**** Document segment

Proscovia Naluyima Ssewankambo (R) is an alumni of the SOS Kakiri. Left, children play at the centre.

“I’m the sixth born in a family of nine children. My journey to SOS children's home started after my father’s death in 1990 when I was eight. We lived in Nyenga, a village in Mukono, and used to go to good schools in Jinja.

After my father’s death, my mother was not certain about our future because she was HIV positive and she knew she did not have so long to live.

Our eldest sister, who was then about 20 years old, had got married but she was not financially well off. The second eldest brother, who was at Busoga College Mwiri had to drop out of school to run the spare parts business my father had left us to help out with the family income.

My mother was stranded with taking care of us with the little education and low income she had when an aunt of ours tipped her off about the SOS villages.

Joining the child homes was a long process but ours got a little more complicated when we were featured on television. In 1991, SOS came home and interviewed my mother about why she wanted us to be taken to the child homes and the interview was aired on television.

My paternal family was not happy with my mother, insisting that she was embarrassing them making it seem to the public that they were too poor to take care of us. But mother firmly retained her resolve to admit us to the homes because she felt it was what was best for us.

Life at the child home
My youngest brother, sister and I were finally able to go to the home in Kakiri and the life there was very different from how we used to live at home. Everyone had a wardrobe, a bed, good meals and the home mother used to take care of us very well. My brother was always sickly and died when he was 12 years old.

My mother remained sickly too but had to take care of the other children who had remained back home. She also continued to visit us and each time, I asked her when I could return home with her to join my other siblings.

Although we were given everything at the home, I wanted to go home. I thought it was just a matter of my mother finding us another father and then taking us back home. She had explained to me that this was the safest place for us because she could not take care of us.

The mother at the child home treated us like we were her own children. She taught us to farm, we were taught to do crafts, and we had to do chores and had a duty roster. I remember a time when I was pulled out of a Maths lesson because I had dodged my duty.

She told me that one day I would appreciate why she had done that and indeed I learnt a lesson. I should have thanked her for how she raised me but she died when I was 14.

Chosen to study at abroad
My mother who passed on in 2001 had told us to behave well and when we did, all the good opportunities were given to us. My sister and I were chosen to go to SOS International School in Ghana. I did exams where I was competing with over 200 other pupils and I emerged the ninth.

The kind of programme I was put through and the people I met there inspired me and I was determined to become a lawyer. When I completed six years there, I went to South Africa for my Law Degree course.

********

Exercise goal: Can you return the part of the SOS Kakiri account starting at "Chosen to study" and ending at "Law Degree course.", copied word for word?

**** Entries supplied

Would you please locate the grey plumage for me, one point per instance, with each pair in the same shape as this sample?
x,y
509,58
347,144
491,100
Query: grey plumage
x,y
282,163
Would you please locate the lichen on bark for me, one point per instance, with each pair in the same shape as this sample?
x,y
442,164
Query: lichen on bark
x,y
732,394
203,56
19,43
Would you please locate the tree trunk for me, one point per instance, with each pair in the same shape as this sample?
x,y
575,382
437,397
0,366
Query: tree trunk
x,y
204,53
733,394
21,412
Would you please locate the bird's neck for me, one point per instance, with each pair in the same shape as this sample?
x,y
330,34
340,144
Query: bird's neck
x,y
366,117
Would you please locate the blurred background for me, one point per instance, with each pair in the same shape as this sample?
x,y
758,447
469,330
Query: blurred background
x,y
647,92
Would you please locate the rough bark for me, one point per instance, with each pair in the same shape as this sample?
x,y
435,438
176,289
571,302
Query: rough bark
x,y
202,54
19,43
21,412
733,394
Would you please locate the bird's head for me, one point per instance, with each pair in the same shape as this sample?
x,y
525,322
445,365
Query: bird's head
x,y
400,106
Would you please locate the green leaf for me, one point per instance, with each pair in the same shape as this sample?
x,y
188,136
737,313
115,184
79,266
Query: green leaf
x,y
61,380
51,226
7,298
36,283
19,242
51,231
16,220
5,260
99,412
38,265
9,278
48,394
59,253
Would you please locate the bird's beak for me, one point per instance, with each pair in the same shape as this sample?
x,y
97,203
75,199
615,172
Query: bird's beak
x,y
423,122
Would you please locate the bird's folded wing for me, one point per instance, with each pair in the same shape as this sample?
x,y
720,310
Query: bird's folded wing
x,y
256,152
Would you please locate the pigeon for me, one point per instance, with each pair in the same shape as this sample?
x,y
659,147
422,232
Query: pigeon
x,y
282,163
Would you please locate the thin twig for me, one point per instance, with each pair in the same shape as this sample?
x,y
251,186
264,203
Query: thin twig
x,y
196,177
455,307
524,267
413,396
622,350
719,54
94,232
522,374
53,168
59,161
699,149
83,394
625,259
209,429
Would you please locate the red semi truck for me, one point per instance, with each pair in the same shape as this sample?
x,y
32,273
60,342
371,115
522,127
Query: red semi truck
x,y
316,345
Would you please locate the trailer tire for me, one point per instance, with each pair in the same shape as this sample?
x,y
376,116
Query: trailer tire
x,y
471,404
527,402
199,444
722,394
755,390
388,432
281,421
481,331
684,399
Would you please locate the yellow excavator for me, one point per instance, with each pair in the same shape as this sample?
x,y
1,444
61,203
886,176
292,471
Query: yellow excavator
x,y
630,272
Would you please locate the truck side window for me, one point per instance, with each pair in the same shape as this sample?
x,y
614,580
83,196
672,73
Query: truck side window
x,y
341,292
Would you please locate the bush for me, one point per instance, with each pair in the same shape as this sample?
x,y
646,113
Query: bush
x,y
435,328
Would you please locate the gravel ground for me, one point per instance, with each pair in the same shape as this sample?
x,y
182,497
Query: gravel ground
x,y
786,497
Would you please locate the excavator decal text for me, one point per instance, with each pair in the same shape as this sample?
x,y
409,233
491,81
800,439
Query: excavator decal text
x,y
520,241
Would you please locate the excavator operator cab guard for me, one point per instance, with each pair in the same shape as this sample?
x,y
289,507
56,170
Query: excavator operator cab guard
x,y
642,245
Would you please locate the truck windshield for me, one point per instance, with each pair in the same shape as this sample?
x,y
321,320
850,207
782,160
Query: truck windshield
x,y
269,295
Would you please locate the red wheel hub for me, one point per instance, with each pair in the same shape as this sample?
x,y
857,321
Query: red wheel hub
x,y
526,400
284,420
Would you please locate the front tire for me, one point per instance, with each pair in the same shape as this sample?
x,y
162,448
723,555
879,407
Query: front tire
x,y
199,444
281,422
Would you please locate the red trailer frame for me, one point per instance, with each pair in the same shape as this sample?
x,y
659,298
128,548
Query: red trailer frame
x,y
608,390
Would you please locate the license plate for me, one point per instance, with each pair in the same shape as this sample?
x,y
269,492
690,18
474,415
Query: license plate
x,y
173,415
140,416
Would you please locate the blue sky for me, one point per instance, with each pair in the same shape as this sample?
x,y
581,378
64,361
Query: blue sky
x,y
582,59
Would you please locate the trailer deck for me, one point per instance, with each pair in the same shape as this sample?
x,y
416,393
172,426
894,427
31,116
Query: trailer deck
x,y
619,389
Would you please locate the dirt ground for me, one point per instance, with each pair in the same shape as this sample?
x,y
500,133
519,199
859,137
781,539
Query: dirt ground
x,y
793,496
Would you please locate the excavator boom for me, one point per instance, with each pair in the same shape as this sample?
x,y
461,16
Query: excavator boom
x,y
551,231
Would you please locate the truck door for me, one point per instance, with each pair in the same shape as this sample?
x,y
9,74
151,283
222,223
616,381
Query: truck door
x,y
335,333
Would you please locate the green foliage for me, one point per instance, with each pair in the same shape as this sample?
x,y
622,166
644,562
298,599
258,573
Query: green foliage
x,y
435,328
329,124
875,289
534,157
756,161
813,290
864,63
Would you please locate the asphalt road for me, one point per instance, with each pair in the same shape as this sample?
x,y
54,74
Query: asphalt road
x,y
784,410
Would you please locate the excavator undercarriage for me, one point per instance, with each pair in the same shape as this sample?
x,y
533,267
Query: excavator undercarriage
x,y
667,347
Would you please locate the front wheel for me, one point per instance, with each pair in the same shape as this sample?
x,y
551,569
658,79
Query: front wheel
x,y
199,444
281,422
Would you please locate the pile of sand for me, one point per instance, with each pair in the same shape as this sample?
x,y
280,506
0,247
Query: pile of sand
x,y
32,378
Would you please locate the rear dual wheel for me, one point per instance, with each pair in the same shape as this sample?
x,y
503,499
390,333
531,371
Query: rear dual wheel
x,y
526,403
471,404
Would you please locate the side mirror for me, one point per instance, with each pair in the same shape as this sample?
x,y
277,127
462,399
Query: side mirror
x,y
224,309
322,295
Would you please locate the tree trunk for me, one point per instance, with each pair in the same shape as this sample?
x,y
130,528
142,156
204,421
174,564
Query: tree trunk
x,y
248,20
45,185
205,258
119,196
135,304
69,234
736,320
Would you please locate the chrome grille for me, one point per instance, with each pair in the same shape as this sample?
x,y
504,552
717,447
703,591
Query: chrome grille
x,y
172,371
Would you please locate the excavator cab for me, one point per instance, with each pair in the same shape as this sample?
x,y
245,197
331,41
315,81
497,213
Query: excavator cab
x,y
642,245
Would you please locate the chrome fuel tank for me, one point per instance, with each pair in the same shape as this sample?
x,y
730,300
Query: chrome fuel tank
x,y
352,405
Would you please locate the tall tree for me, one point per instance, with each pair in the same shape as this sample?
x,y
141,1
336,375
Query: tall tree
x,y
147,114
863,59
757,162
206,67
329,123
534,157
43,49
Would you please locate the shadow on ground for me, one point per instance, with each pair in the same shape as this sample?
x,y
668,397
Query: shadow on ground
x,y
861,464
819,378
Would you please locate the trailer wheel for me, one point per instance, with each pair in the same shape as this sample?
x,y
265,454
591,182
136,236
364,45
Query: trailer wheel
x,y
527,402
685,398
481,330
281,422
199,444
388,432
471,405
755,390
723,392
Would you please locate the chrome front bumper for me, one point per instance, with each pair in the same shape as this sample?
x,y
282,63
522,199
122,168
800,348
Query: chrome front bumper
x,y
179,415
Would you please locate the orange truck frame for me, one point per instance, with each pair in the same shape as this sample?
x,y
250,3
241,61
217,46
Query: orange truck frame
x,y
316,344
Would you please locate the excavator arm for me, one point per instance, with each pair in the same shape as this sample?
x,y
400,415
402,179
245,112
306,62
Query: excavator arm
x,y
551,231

********

The solution:
Chosen to study at abroad
My mother who passed on in 2001 had told us to behave well and when we did, all the good opportunities were given to us. My sister and I were chosen to go to SOS International School in Ghana. I did exams where I was competing with over 200 other pupils and I emerged the ninth.

The kind of programme I was put through and the people I met there inspired me and I was determined to become a lawyer. When I completed six years there, I went to South Africa for my Law Degree course.